═══ Given records ═══
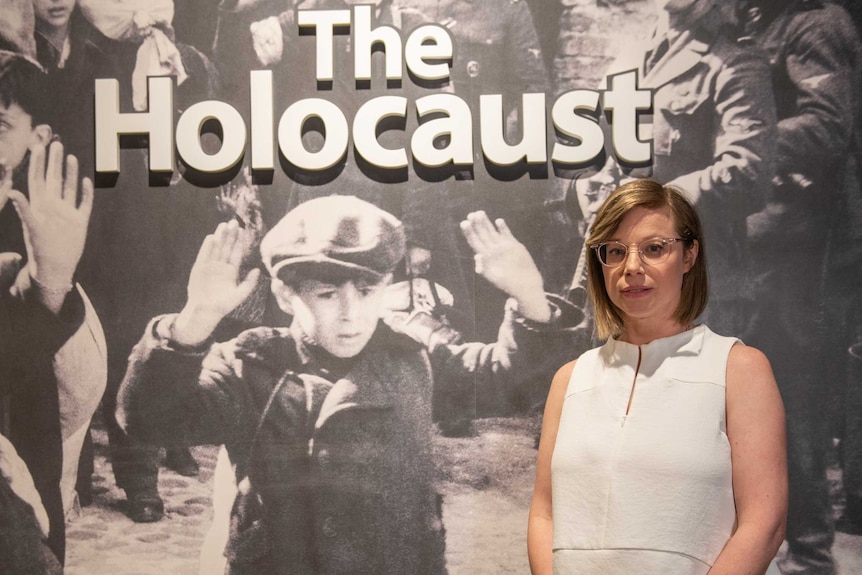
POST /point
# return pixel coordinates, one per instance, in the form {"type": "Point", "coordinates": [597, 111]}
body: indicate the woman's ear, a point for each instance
{"type": "Point", "coordinates": [42, 134]}
{"type": "Point", "coordinates": [690, 255]}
═══
## Stated problem
Update the rows above by replacing every "instance" with "occurrence", changing nothing else. Leave the pictures out of your answer.

## Exercise response
POST /point
# return pixel coordinates, one per occurrence, in the form {"type": "Point", "coordinates": [597, 111]}
body: indicate the woman's ear, a point for each occurrence
{"type": "Point", "coordinates": [42, 134]}
{"type": "Point", "coordinates": [690, 255]}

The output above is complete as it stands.